- Text:
Some homeowners with older houses insist on keeping the original patina on all their metal hardware. However, even if you want the metal in your home to look aged, it doesn't need to look ancient. Do you have metal components in your home that are so caked with layers of tarnish and grime that you can't see the metal underneath? It's time to clean, polish, and restore any metal that is corroded and unsightly.
Unfortunately, tarnished brass hardware is difficult to clean when you don't use the right product or technique. In this tutorial, you'll learn how to clean brass hardware in less than five minutes using only one product. This method will effectively clean old brass hardware, but will also work for other metals like copper or stainless steel.
Tools and Supplies
- Toothbrush and/or other soft-bristled brush
- Bar Keeper's Friend or another metal cleaner
We opted to use Bar Keeper's Friend, but there are a variety of brass and metal cleaners available. You can also make your own metal cleaner using baking soda and vinegar, which isn't as effective, but will work if you only want to remove some but not all of the patina. We'll discuss that process as well.
Remove Hardware and Determine the Composition
The first step is to remove the hardware carefully to ensure you don't strip the screws or damage the metal. If the hardware is painted, you may need to use a flat head screwdriver and a hammer to chisel away at the paint that is stuck in the screw holes. Then use a screwdriver instead of a drill to slowly back out the screw.
It's important that you take the time to determine the type of metal of the item you're going to clean. If it looks like brass, you'll still want to figure out if it's solid or plated. If it's solid brass, you won't have to worry as much about buffing off or damaging the plating.
To determine if you're working with solid brass, one simple method is to put a magnet up against the hardware. Solid brass components are not magnetic. If the magnet is drawn to the metal, you're dealing with brass-plated hardware, so you'll know to be extra gentle in your cleaning and polishing.
Dunk Hardware in Warm Water
Now that your hardware is removed and you're ready to clean, the next step is to wipe off any dust or debris with a lint-free cloth. Then, dunk the items in lukewarm water. Let the hardware soak for a minute or two before removing. If there is a lot of dirt on the hardware, mix the water with a mild dish detergent to loosen up any gunk. After you remove the hardware from the water, do not dry it. You'll want it wet for the next step.

- Aim A: List every section heading that appears in the guide to cleaning brass hardware.
- Aim B:
Answer these questions from the guide to cleaning brass hardware:
(i) What tool does the guide say to use instead of a drill when backing out a screw?
(ii) How do solid brass components respond to a magnet?
(iii) For how long should the hardware soak in lukewarm water?
- Aim C: Resume the guide to cleaning brass hardware at the point where it stops, and write the passage that follows.

(Data items)

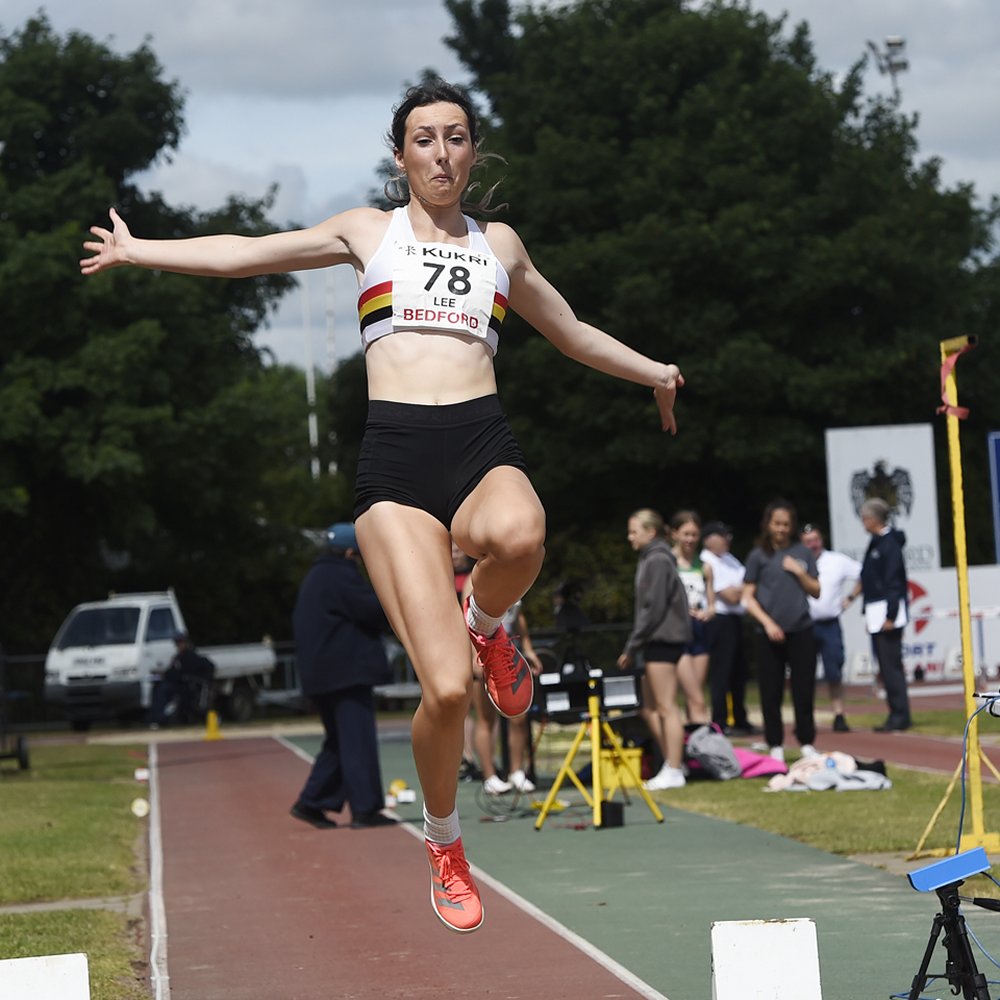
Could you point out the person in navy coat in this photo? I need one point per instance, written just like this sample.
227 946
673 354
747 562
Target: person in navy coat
337 624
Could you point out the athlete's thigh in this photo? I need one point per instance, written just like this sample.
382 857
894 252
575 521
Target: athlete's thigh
662 679
407 555
502 509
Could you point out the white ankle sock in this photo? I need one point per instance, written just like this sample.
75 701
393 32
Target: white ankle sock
479 621
441 831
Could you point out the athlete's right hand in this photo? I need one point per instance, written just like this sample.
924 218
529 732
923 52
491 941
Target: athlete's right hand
665 393
110 248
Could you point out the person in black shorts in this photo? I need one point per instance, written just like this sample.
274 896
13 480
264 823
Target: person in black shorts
438 459
660 633
781 571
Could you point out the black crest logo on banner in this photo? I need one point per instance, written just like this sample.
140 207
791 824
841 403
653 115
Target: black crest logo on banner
895 488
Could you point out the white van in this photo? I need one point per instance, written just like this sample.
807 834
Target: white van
107 655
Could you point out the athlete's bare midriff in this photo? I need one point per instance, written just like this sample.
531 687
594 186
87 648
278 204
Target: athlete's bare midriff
429 368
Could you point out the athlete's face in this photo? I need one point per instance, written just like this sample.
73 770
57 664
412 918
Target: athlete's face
813 541
687 536
779 527
437 154
639 534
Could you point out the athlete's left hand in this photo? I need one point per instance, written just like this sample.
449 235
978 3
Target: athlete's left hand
665 392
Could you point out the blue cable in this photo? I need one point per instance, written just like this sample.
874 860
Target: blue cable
965 755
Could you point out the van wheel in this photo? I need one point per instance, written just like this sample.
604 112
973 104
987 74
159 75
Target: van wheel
239 706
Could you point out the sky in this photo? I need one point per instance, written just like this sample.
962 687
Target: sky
299 94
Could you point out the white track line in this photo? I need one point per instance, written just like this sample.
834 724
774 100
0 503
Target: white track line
159 976
581 944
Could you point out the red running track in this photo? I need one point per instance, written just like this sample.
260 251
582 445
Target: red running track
260 906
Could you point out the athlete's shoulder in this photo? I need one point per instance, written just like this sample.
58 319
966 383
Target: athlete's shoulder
505 244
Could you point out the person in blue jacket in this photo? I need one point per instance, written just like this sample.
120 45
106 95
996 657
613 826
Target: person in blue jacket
884 588
337 624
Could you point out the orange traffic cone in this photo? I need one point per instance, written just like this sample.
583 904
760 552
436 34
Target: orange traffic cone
212 731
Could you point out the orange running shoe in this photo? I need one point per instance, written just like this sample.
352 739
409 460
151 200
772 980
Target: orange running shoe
454 896
506 673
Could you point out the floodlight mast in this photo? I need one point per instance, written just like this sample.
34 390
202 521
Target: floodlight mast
892 60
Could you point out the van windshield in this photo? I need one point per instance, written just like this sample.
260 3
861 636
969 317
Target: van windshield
99 627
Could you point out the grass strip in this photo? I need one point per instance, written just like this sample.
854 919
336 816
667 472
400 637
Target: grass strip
109 940
68 832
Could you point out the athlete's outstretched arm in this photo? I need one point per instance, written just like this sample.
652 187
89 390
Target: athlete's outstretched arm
226 256
534 298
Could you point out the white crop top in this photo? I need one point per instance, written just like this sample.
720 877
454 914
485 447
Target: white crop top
409 285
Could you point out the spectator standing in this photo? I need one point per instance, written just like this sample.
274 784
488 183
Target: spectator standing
884 586
696 576
781 572
838 575
727 674
661 631
338 623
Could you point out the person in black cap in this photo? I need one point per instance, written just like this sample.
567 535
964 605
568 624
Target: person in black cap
337 624
727 672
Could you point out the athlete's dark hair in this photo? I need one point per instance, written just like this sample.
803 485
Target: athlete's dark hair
437 91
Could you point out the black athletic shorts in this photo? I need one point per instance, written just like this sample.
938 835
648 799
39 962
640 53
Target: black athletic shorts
431 457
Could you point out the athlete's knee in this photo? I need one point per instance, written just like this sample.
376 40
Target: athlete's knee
447 696
517 539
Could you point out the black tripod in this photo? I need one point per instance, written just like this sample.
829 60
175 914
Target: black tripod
960 968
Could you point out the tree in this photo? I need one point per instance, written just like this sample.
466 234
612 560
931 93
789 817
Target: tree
697 186
137 420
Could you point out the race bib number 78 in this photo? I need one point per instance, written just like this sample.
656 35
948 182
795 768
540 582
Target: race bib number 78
440 286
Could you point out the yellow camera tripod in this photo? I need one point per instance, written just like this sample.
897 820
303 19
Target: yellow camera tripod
596 725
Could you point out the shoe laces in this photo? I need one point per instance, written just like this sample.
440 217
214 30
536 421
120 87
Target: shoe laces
453 870
498 657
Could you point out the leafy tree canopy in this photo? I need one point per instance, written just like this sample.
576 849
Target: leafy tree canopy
143 441
697 186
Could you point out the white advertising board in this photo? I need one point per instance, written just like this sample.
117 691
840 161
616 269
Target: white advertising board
932 641
895 463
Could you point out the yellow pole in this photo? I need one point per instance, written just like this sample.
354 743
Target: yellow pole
978 837
594 709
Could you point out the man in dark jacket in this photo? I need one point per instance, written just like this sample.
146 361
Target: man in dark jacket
337 624
183 694
883 584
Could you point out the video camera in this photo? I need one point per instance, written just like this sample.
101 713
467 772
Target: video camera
564 695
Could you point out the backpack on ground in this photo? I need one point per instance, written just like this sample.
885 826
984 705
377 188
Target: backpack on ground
709 749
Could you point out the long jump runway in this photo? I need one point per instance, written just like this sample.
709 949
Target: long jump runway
259 906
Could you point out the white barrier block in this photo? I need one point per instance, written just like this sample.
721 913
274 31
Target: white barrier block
765 960
50 977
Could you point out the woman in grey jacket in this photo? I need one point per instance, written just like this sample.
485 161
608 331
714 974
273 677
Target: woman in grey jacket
661 630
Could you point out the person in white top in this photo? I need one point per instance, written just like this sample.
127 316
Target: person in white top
727 672
838 575
438 459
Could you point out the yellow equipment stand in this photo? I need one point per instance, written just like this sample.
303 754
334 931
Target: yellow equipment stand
595 725
979 837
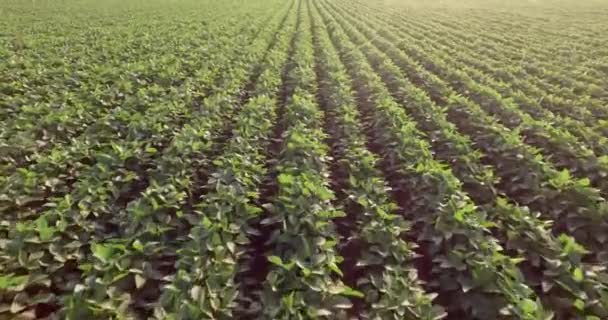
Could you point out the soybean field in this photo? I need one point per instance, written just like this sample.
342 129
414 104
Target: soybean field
304 159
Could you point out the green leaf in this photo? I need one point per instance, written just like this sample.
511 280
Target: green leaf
578 274
44 231
276 260
102 252
529 306
12 282
285 179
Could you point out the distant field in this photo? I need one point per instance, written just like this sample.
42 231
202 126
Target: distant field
303 159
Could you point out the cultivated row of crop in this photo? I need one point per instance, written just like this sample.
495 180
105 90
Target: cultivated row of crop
517 228
520 167
93 232
460 259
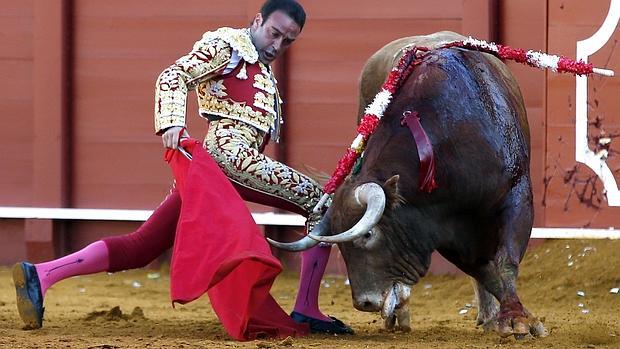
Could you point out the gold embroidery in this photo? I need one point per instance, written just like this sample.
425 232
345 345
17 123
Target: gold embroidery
234 146
239 39
264 83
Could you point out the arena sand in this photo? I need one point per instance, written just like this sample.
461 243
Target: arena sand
567 283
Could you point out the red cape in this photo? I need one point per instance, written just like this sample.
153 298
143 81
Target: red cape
219 249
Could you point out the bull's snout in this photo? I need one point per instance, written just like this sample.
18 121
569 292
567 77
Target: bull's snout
366 302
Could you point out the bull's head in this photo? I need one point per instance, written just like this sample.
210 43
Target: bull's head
364 245
360 220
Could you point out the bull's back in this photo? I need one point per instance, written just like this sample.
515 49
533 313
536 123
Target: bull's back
470 107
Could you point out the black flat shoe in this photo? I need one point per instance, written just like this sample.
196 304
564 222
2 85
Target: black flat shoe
319 326
28 292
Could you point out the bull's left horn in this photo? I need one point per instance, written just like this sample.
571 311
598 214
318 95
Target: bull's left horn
305 243
371 195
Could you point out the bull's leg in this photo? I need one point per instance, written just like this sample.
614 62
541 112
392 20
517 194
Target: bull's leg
487 305
499 276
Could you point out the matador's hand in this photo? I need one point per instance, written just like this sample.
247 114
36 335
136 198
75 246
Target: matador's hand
170 138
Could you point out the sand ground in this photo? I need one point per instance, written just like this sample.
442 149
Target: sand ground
567 283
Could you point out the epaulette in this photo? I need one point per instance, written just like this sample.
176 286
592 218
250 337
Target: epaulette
238 39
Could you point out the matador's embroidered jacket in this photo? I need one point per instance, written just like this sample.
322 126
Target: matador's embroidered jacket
229 80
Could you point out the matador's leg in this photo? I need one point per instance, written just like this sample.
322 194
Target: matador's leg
234 146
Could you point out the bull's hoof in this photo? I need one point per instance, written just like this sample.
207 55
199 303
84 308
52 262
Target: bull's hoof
400 316
28 294
318 326
519 327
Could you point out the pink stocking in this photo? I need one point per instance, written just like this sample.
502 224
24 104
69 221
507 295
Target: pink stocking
91 259
313 263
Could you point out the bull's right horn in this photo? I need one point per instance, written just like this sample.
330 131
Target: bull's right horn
371 195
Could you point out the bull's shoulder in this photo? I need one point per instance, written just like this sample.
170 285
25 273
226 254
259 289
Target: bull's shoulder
381 62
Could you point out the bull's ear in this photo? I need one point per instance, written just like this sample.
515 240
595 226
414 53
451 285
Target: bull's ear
391 191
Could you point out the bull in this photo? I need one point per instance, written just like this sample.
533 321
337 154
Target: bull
479 218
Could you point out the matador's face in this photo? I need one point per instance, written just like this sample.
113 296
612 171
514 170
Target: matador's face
273 36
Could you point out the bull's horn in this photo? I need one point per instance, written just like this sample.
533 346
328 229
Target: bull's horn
305 243
370 194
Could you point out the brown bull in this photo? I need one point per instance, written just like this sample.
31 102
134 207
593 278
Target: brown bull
479 217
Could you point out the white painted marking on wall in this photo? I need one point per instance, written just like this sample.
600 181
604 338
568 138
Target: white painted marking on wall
583 154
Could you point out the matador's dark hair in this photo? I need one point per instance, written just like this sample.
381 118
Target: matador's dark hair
290 7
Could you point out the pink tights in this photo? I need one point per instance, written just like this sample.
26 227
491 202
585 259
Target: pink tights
154 237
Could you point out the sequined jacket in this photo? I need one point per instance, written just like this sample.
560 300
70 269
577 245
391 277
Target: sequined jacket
230 82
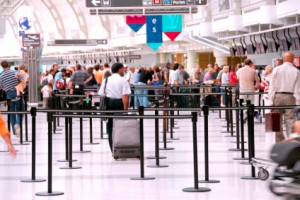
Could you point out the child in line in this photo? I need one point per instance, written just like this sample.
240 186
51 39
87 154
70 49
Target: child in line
296 134
47 93
4 133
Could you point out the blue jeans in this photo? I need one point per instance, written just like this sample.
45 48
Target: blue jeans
14 106
143 99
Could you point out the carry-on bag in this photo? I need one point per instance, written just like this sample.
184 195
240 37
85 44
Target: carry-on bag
126 138
272 123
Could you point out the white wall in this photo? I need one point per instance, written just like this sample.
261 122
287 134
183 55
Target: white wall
147 60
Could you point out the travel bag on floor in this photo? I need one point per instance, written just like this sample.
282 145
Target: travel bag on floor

- Task output A:
Tools and Supplies
Remove Hardware and Determine the Composition
Dunk Hardware in Warm Water

- Task output B:
(i) A screwdriver.
(ii) They are not magnetic.
(iii) A minute or two.

- Task output C:
Sprinkle on Brass Cleaning Solution
Make sure your hardware is still wet to the touch. If it's not, rinse again with water. Then, sprinkle on your brass cleaning solution so the metal is completely covered. You can use a product like Bar Keeper's Friend, which can be found at most grocery stores or online.
If you are using vinegar and baking soda to clean your metal, first brush the hardware with a layer of vinegar. Then, sprinkle on the baking soda. The combination of the vinegar and baking soda is what will help remove the tarnish. You don't want to mix the vinegar and baking soda together in a bowl. You want the baking soda to hit the vinegar directly on the metal. When it starts to fizz, you'll know it's working.
Rub Surface Gently With a Toothbrush
Since you sprinkled on the cleaning solution when the metal was wet, you should be left with the beginnings of a paste. Take a soft-bristled toothbrush and start gently buffing the surface, which will help create more of a paste and start removing the tarnish. You'll have to go over the metal a few times if the piece had a lot of build up. Add more water and metal cleaner as needed.
If you're using the baking soda and vinegar method, dip your toothbrush in a bowl of vinegar and use that to buff the baking soda mixture on the metal.
You'll notice when the tarnish starts to come off the metal. If you don't want all the tarnish and patina removed, focus the toothbrush on the high points of the metal and avoid any crevices and edges.
Rinse Then Buff With a Damp Cloth
Once the metal is cleaned to your liking, use lukewarm water to rinse off any remaining cleaning solution. Next, take a damp lint-free cloth or paper towel to buff the hardware. Make sure each piece is dried completely to prevent rust or tarnish issues.
Enjoy your newly cleaned hardware!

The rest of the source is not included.